▸ **Required task**
Copy out exactly the lines from the one containing "Mark the boat canopy, giving" to the end of the records below, both included, and nothing else.

▸ **Supplied information**
==========

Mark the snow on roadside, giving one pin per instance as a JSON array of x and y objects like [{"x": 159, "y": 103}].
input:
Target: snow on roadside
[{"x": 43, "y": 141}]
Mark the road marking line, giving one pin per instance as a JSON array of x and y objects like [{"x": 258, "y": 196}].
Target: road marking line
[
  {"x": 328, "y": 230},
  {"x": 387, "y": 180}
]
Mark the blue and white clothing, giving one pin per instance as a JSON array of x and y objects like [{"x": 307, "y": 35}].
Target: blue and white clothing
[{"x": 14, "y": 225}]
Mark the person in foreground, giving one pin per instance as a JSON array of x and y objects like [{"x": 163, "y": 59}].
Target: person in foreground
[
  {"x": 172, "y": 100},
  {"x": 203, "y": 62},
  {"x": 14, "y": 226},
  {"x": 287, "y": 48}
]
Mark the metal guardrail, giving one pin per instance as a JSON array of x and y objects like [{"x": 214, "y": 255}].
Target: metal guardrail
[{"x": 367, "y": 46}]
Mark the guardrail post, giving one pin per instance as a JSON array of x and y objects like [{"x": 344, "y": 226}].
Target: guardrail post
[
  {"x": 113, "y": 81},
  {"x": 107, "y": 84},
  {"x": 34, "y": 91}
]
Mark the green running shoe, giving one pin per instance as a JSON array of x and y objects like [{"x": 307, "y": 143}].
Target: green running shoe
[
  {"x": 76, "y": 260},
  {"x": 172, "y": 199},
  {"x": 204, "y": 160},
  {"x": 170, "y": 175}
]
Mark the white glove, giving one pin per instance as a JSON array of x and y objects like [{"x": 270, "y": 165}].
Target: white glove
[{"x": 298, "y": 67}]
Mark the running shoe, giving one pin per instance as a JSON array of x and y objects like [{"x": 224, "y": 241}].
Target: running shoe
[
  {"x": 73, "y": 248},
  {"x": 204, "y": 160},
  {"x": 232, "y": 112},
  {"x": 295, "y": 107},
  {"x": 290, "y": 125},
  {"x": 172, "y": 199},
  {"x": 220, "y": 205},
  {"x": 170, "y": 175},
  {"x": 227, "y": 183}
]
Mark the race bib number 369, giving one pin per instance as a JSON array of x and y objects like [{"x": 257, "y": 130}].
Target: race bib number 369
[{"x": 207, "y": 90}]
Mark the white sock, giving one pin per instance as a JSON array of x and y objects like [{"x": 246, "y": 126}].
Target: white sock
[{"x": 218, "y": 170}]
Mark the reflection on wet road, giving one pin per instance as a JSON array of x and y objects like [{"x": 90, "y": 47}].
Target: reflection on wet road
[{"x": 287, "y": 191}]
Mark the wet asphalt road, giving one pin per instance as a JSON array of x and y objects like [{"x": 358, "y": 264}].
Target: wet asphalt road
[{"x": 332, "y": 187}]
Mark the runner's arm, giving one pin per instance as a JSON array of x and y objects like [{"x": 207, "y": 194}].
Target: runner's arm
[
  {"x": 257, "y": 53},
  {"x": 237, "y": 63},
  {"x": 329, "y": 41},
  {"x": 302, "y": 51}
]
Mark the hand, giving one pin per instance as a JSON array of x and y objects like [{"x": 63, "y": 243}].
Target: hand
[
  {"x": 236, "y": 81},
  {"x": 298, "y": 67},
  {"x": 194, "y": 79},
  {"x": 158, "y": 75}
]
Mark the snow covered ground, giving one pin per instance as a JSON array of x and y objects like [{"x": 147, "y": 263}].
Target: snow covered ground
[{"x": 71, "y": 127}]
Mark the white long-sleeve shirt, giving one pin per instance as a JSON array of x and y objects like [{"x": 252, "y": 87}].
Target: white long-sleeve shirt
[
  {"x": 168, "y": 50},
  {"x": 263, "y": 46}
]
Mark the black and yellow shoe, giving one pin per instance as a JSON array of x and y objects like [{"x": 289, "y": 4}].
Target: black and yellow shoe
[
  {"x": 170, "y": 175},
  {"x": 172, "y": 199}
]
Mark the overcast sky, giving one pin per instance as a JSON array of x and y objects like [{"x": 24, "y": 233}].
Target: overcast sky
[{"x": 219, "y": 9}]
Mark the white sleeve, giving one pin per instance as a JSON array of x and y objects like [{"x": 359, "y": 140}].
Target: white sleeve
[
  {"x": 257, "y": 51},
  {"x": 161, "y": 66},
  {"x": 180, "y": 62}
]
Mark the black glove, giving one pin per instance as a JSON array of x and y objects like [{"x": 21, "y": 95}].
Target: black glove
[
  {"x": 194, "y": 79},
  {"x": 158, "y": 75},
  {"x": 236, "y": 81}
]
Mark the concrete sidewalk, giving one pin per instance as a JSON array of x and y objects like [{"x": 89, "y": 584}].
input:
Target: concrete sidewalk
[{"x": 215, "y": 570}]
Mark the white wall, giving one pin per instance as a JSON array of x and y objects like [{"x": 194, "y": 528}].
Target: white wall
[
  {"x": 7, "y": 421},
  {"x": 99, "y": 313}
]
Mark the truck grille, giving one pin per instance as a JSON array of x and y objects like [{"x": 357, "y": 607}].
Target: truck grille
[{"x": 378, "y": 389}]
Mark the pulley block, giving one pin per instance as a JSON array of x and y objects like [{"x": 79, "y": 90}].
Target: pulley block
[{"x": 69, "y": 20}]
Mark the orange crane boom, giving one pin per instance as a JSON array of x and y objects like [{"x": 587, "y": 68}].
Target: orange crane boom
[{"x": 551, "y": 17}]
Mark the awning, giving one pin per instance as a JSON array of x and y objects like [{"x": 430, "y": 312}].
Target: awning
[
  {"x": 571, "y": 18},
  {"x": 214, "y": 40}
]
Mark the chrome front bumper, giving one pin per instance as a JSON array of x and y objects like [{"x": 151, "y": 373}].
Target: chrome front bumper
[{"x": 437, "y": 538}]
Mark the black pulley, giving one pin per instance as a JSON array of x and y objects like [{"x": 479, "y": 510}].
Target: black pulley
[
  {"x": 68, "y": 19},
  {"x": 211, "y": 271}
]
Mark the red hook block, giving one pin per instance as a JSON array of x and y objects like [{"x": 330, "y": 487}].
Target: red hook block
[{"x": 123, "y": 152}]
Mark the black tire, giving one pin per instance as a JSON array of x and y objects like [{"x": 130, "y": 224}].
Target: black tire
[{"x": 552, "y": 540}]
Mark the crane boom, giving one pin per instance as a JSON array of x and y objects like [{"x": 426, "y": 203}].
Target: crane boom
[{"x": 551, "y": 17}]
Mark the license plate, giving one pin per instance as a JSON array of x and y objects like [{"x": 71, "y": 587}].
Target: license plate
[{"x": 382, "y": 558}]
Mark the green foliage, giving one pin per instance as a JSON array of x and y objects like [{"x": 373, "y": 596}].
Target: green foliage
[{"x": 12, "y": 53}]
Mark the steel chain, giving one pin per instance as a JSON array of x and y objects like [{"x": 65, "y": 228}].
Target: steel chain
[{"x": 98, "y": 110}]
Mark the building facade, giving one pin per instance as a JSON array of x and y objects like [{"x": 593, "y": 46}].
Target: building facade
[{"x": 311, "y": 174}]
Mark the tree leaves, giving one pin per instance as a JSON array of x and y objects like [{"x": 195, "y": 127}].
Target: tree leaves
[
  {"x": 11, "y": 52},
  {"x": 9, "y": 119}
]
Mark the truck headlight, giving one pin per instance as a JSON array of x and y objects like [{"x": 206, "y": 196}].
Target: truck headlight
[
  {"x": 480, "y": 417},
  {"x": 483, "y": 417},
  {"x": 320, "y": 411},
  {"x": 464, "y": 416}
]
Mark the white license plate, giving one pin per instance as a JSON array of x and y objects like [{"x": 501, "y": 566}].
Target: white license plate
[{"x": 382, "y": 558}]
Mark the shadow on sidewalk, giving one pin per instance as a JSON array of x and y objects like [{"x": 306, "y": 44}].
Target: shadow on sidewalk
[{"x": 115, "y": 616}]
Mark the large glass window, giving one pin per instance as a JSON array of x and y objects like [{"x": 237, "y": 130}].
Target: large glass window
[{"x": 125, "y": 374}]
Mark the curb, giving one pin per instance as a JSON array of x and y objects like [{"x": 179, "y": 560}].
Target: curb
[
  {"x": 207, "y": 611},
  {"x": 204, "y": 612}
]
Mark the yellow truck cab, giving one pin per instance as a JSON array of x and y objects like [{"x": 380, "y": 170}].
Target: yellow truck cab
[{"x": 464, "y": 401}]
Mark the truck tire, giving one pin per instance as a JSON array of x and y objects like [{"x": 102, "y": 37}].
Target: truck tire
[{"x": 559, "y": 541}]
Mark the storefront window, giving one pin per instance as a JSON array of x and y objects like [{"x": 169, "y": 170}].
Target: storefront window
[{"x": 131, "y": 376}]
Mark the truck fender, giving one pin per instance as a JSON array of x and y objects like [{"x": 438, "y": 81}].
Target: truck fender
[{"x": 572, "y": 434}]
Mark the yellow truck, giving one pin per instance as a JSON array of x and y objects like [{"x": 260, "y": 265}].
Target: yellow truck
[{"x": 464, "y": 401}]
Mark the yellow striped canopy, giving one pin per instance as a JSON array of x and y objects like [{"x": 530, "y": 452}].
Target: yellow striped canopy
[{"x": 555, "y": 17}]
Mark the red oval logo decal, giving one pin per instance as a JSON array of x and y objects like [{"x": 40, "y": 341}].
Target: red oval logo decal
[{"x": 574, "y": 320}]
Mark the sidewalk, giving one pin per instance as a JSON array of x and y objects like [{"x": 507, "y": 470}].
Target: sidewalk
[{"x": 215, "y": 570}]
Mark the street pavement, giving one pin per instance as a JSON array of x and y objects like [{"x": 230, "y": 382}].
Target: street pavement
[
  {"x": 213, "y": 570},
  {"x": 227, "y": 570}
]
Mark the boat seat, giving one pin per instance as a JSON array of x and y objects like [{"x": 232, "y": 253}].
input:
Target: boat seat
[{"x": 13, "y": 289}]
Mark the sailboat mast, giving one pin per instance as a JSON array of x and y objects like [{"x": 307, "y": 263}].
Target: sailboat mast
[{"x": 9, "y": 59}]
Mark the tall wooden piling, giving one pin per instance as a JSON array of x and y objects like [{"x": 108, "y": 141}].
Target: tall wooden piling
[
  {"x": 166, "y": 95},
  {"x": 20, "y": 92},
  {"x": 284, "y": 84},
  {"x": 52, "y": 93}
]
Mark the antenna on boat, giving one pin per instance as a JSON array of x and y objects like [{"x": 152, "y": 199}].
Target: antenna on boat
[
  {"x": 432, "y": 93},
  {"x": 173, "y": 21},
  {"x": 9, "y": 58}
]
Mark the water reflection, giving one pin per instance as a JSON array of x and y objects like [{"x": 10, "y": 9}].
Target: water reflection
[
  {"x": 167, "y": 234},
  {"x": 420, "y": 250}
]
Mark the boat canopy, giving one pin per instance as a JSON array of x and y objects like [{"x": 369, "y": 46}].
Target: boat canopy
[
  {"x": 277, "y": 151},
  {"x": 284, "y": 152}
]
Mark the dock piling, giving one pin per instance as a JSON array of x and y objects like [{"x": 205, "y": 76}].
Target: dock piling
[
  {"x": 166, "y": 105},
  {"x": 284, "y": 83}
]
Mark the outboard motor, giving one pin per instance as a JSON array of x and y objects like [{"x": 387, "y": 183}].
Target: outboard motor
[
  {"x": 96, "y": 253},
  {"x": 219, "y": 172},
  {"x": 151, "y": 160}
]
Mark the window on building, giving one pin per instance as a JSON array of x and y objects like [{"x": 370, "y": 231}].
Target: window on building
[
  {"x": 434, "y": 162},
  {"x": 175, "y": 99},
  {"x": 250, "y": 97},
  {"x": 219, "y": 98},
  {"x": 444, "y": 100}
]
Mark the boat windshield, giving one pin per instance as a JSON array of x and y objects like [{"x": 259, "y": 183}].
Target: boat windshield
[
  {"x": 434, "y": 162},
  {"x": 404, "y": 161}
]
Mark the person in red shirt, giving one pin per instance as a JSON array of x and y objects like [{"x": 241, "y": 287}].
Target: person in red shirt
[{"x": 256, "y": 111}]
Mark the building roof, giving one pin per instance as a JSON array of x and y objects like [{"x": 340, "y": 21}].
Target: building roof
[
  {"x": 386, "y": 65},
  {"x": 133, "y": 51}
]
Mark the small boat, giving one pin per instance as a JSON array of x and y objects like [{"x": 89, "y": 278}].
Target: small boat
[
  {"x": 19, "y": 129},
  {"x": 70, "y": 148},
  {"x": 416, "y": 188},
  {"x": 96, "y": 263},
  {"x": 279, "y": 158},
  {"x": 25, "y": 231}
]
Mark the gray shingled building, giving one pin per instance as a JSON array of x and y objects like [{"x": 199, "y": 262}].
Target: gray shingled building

==========

▸ **Result of this exercise**
Mark the boat canopy, giving one pin per instance as a JSON array of x and y objects like [{"x": 369, "y": 46}].
Target: boat canopy
[
  {"x": 277, "y": 151},
  {"x": 284, "y": 152}
]
Mark the dock piling, giving one pin per instance as a JSON array of x and y objects like [{"x": 205, "y": 76}].
Target: dock piling
[
  {"x": 166, "y": 105},
  {"x": 284, "y": 83}
]
Mark the outboard motor, giving one pin per instance as a JSON array of x and y objects like [{"x": 387, "y": 183}].
Target: outboard motor
[
  {"x": 96, "y": 253},
  {"x": 219, "y": 172},
  {"x": 151, "y": 160}
]
Mark the window on building, giving one pin per instance as a JSON array of x and y objects like [{"x": 370, "y": 231}].
Target: window on building
[
  {"x": 434, "y": 162},
  {"x": 175, "y": 99},
  {"x": 250, "y": 97},
  {"x": 219, "y": 98},
  {"x": 444, "y": 100}
]
Mark the boat windshield, giving one pin per instance as a JSON array of x and y objects like [{"x": 259, "y": 183}].
Target: boat windshield
[
  {"x": 434, "y": 162},
  {"x": 404, "y": 161}
]
Mark the person in red shirt, giving one pin per instance as a JSON array of x and y objects like [{"x": 241, "y": 287}].
Target: person in red shirt
[{"x": 256, "y": 111}]
Mark the building roof, giving one pin per instance as a JSON array of x and y objects like [{"x": 340, "y": 21}].
Target: building roof
[
  {"x": 386, "y": 65},
  {"x": 133, "y": 51}
]
Mark the small boat, giving one pin per instance as a JSON array of x and y objects like [{"x": 89, "y": 278}].
Target: small boat
[
  {"x": 19, "y": 129},
  {"x": 70, "y": 148},
  {"x": 416, "y": 188},
  {"x": 96, "y": 263},
  {"x": 279, "y": 158},
  {"x": 25, "y": 231}
]
Mark the gray shingled building, giving one pin per instance as a JSON array of x and y objects like [{"x": 199, "y": 262}].
Target: gray shingled building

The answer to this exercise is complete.